STATED PROBLEM.
Reproduce exactly the lines below, starting with the line that contains "Where can you find the person" and ending with the last line of the records, both included, and nothing else.
## Start PROVIDED RECORDS
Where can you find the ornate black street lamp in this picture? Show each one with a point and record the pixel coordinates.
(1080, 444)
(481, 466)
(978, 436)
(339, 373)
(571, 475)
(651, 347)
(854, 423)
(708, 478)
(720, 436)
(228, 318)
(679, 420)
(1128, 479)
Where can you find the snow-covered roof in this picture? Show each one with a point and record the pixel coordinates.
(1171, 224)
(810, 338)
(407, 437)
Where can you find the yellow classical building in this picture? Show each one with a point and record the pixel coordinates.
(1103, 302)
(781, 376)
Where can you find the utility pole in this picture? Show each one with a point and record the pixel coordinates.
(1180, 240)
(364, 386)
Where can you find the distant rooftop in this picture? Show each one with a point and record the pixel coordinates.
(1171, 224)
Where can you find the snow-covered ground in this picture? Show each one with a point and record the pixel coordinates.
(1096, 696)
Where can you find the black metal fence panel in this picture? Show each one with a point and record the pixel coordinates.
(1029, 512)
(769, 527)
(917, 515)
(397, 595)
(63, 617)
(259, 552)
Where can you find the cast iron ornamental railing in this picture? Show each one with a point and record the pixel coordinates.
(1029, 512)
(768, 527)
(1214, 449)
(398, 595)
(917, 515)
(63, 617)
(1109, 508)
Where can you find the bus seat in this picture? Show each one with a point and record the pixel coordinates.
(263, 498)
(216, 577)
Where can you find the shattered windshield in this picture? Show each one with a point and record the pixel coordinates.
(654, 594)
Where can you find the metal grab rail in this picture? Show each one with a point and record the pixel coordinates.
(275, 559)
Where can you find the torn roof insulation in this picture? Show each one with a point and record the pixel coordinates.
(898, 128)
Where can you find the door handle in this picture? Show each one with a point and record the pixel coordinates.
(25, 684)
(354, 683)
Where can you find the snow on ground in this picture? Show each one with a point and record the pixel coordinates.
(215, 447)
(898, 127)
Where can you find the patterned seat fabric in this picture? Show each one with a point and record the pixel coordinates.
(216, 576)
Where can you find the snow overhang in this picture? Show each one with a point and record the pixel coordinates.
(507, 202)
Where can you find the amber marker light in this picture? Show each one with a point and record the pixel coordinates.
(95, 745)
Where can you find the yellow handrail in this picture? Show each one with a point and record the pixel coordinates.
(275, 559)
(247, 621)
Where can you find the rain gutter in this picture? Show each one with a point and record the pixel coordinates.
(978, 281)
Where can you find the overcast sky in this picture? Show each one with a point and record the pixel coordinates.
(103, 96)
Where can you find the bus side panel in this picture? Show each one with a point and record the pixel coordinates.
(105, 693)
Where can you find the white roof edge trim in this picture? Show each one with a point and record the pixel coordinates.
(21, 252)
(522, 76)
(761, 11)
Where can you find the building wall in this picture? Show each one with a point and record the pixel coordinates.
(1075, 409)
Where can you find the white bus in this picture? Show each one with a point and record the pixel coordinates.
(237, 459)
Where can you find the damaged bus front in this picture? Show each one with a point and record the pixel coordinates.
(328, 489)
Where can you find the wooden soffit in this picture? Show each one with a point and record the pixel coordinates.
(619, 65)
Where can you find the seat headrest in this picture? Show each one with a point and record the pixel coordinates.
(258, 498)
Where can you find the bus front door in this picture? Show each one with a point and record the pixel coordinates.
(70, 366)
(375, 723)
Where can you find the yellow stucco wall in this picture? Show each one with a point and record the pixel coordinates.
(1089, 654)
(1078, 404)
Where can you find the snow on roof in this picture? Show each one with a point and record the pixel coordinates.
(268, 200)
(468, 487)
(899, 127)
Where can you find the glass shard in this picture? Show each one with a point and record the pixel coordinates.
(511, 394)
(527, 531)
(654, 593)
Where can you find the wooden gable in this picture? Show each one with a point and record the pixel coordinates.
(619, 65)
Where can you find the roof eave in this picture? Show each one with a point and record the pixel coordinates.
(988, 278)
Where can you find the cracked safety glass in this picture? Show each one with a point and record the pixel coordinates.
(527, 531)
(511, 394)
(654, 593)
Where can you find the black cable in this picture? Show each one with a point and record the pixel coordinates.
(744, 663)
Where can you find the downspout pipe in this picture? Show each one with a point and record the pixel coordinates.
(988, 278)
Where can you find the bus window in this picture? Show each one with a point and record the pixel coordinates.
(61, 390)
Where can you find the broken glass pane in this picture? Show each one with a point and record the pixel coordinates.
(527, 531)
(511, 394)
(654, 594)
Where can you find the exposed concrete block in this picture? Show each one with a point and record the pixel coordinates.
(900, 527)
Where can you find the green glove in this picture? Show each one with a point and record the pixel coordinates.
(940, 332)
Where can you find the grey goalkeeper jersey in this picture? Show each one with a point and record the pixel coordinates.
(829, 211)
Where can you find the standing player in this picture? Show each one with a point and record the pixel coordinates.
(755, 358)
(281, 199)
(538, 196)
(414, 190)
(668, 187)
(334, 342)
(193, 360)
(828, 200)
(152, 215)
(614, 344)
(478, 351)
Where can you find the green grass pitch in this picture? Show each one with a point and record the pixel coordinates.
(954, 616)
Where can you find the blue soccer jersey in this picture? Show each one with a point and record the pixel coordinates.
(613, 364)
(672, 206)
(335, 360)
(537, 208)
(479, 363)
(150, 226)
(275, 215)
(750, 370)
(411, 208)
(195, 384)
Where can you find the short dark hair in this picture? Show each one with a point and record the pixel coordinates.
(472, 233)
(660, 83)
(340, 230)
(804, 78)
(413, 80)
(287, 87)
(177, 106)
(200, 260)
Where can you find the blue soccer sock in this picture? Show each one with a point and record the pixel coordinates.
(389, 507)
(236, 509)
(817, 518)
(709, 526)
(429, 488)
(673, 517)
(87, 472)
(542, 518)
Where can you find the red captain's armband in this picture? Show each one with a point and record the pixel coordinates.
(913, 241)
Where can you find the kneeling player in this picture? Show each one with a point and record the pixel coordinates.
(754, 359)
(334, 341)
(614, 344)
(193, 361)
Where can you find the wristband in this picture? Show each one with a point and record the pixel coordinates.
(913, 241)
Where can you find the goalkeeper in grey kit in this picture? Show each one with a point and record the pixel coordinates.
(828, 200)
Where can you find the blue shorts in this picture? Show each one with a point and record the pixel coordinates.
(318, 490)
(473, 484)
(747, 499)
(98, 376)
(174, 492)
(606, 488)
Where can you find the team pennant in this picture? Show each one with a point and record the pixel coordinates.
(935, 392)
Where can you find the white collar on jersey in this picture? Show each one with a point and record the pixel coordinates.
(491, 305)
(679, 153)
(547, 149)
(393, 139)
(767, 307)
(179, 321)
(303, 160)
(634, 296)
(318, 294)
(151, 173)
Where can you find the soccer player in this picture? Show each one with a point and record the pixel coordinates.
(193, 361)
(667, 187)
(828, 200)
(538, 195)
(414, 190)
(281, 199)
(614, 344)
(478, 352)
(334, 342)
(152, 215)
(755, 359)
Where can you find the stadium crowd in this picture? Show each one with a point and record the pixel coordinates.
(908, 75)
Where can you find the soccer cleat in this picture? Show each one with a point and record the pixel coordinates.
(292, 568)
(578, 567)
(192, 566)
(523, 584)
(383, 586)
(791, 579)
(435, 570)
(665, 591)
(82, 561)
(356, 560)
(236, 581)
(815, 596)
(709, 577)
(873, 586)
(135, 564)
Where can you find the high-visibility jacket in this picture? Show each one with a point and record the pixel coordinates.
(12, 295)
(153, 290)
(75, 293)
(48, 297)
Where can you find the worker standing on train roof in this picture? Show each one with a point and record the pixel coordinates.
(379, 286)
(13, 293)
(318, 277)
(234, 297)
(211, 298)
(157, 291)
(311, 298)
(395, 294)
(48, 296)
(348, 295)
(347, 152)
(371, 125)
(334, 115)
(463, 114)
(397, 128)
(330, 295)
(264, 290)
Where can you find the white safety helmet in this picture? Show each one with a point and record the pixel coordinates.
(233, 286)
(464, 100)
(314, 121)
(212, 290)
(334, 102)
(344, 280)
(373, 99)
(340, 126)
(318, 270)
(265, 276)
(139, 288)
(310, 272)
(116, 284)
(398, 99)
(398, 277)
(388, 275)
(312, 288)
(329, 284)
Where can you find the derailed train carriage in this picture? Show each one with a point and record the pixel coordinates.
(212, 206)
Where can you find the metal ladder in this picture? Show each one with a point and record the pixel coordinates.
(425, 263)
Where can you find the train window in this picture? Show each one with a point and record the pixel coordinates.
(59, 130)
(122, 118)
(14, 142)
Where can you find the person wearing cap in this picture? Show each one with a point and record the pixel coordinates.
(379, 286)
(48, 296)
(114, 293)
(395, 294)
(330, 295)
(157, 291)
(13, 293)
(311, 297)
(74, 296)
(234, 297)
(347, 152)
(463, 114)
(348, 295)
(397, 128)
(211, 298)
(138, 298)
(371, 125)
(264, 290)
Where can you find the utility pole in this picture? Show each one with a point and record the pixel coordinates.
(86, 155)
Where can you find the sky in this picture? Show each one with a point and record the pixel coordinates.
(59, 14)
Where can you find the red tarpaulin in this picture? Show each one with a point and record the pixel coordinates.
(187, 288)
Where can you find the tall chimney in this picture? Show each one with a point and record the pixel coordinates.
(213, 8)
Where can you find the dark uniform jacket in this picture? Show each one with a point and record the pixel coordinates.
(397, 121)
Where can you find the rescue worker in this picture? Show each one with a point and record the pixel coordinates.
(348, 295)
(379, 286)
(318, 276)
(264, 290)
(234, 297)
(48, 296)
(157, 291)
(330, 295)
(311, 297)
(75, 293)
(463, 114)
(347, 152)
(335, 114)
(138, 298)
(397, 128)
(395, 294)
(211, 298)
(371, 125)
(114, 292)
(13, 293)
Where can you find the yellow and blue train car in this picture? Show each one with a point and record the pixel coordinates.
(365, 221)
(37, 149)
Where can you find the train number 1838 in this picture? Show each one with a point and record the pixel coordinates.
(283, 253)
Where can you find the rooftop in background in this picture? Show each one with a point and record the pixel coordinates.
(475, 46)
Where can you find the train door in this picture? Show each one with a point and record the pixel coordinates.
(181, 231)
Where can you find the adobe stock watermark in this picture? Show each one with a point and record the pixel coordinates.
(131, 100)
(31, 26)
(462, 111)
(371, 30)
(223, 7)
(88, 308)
## End PROVIDED RECORDS
EXERCISE RESULT.
Where can you find the person wearing cap in this picture? Show each one with a point and record the pixel coordinates.
(379, 286)
(48, 296)
(114, 293)
(395, 294)
(330, 295)
(157, 291)
(13, 293)
(311, 297)
(74, 296)
(234, 297)
(347, 152)
(463, 114)
(348, 295)
(397, 128)
(211, 298)
(138, 298)
(371, 125)
(264, 290)
Where can you find the utility pole in this picture? Show each one with a point and record the pixel coordinates.
(86, 155)
Where can you find the sky in this picture? Show each one with a point and record the pixel coordinates.
(59, 14)
Where can you find the red tarpaulin in this picture? Show each one with a point and record the pixel coordinates.
(187, 288)
Where can you find the tall chimney in this picture? Show each one with a point and record the pixel coordinates.
(213, 8)
Where can you find the dark uniform jacket in this picture? Show each one with a point and record the pixel coordinates.
(397, 121)
Where can you find the rescue worker in this picture? Show each one with a point and record the pixel coordinates.
(348, 295)
(379, 286)
(318, 276)
(264, 290)
(234, 297)
(48, 296)
(157, 291)
(330, 295)
(311, 297)
(75, 293)
(463, 114)
(347, 152)
(335, 114)
(138, 298)
(397, 128)
(395, 294)
(211, 298)
(371, 125)
(114, 292)
(13, 293)
Where can you find the yellow and blue train car in this picture? Show each one with a point and record the pixel coordinates.
(365, 221)
(37, 149)
Where can you find the train number 1838 in this picture? Show each one with a point and record the pixel coordinates.
(283, 253)
Where can you find the rooftop in background in this picture? Show each one with a point and record the pixel coordinates.
(475, 46)
Where can you find the train door in this picture? Show each one with a point and record the pixel coordinates.
(181, 231)
Where can you find the adobe stock watermark in this picture? Show each one with a point and record the pixel coordinates.
(131, 100)
(31, 26)
(462, 111)
(371, 30)
(223, 7)
(88, 308)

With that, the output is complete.